:: Required action ::
Copy out each line of the listing below that contains the word "instance".

:: Exercise data ::
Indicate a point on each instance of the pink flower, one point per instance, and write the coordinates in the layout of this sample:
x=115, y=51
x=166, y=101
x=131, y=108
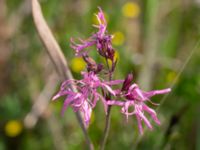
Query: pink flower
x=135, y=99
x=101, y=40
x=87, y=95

---

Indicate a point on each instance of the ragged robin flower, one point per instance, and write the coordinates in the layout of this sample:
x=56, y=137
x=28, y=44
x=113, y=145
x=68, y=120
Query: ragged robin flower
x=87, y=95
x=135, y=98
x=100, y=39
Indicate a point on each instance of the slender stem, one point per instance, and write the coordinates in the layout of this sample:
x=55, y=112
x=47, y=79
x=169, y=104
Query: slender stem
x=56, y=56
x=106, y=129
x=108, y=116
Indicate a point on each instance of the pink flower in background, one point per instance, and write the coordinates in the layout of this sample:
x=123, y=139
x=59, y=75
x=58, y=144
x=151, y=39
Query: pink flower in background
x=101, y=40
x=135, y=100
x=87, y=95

:: Response to the task ::
Indicate a point on each instance of the pink flower, one point per instance, and write the coordinates in the layout of this sample:
Indicate a point on each instance of the ragged robin flower, one point per instance, and write the coordinates in the layout of this sample:
Indicate a point on each instance of the slender stem, one point per instance, and write the coordinates in the layout of this sample:
Indicate a point on each instance of the pink flower in background, one point per instance, and write the coordinates in the layout of this sample:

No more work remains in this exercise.